→ **Text excerpt**:

4. Wedding, i.e., the ceremonializing of a couple’s loving, just, and symmetrical relationship in the company of families, friends, and Christian community. At their wedding, the members of a couple “renew their consent de praesenti and celebrate their union for what it has inchoately become, namely, a symbol or sacrament of the loving union between God and God’s people, between Christ and Christ’s Church. Their wedding can then be considered the consummation of their marriage, the consummation of a relationship that they have sought to make as human and as Christian as possible.”


Of course, the above process could readily apply to gay couples, and I have absolutely no doubt that one day the Church will ensure that it can and does.

Salzman and Lawler’s perspective on the Church’s current teaching on homosexuality and homosexual relationships is worth noting. In chapter seven of The Sexual Person: Toward a Renewed Catholic Anthropology, they write:

In light of contemporary human knowledge about homosexual orientation, we have examined in this chapter the threefold bases on which the Catholic Church rests its judgment that homosexual acts are intrinsically disordered and gravely immoral, namely, the teaching of scripture, the teaching of the Magisterium, and the moral sense of the Christian people. On all three bases . . . the Church’s teaching needs serious reevaluation.

→ **Recorded data**:
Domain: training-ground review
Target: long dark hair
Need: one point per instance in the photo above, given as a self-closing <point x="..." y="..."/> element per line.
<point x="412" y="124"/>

→ **Task goal**: Decide whether each statement agrees with the passage on marriage and Church teaching, answering yes or no and quoting the text's deciding words: (a) Salzman and Lawler name three bases for the Church's judgment on homosexual acts; (b) the writer doubts the Church will ever apply the described process to gay couples; (c) the wedding is described as taking place among families, friends, and Christian community.

→ **Expected answer**:
(a) Yes: "the threefold bases on which the Catholic Church rests its judgment that homosexual acts are intrinsically disordered and gravely immoral, namely, the teaching of scripture, the teaching of the Magisterium, and the moral sense of the Christian people."
(b) No: "I have absolutely no doubt that one day the Church will ensure that it can and does."
(c) Yes: "in the company of families, friends, and Christian community."